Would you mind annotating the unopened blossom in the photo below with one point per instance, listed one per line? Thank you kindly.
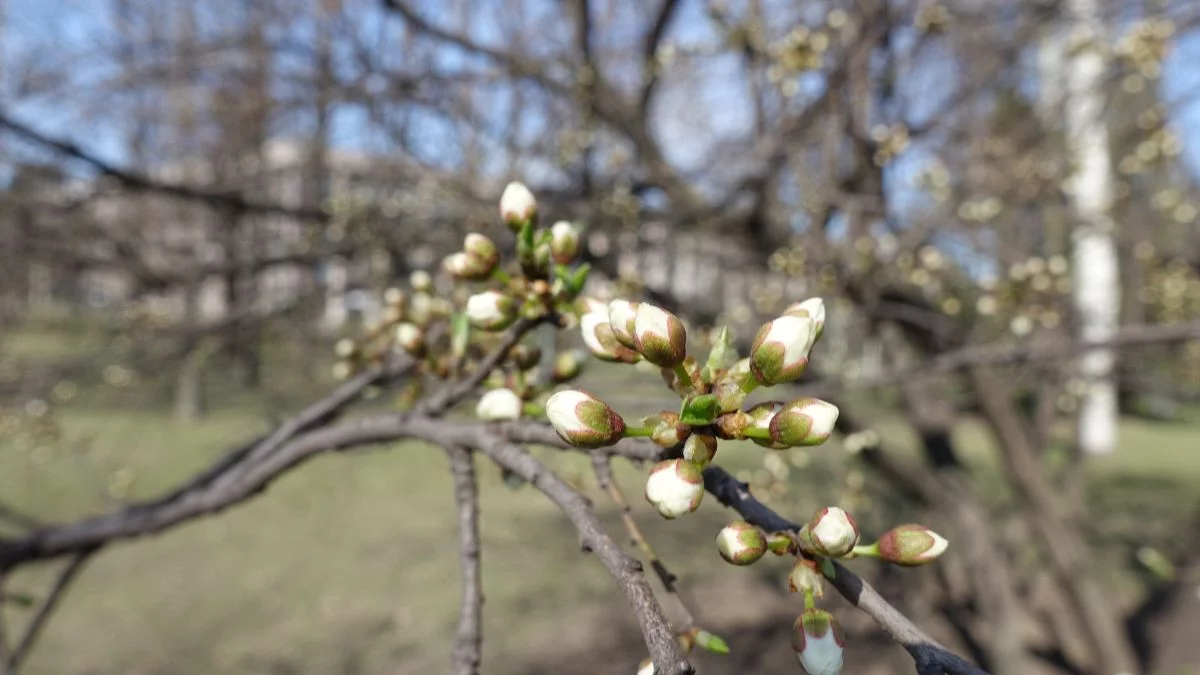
(832, 532)
(411, 338)
(741, 543)
(700, 448)
(564, 243)
(780, 351)
(660, 335)
(814, 310)
(517, 205)
(598, 336)
(491, 310)
(675, 488)
(499, 405)
(911, 545)
(803, 422)
(819, 643)
(622, 316)
(583, 420)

★ ★ ★ ★

Aufgabenstellung:
Schreiben Sie sämtliche Zeilen oben wortgetreu ab. Lassen Sie die Bilder in Ihrer Antwort weg.

Lösung:
Would you mind annotating the unopened blossom in the photo below with one point per instance, listed one per line? Thank you kindly.
(832, 532)
(411, 338)
(741, 543)
(700, 448)
(564, 243)
(780, 351)
(660, 335)
(814, 310)
(517, 205)
(598, 336)
(491, 310)
(675, 488)
(499, 405)
(911, 545)
(803, 422)
(819, 643)
(622, 316)
(583, 420)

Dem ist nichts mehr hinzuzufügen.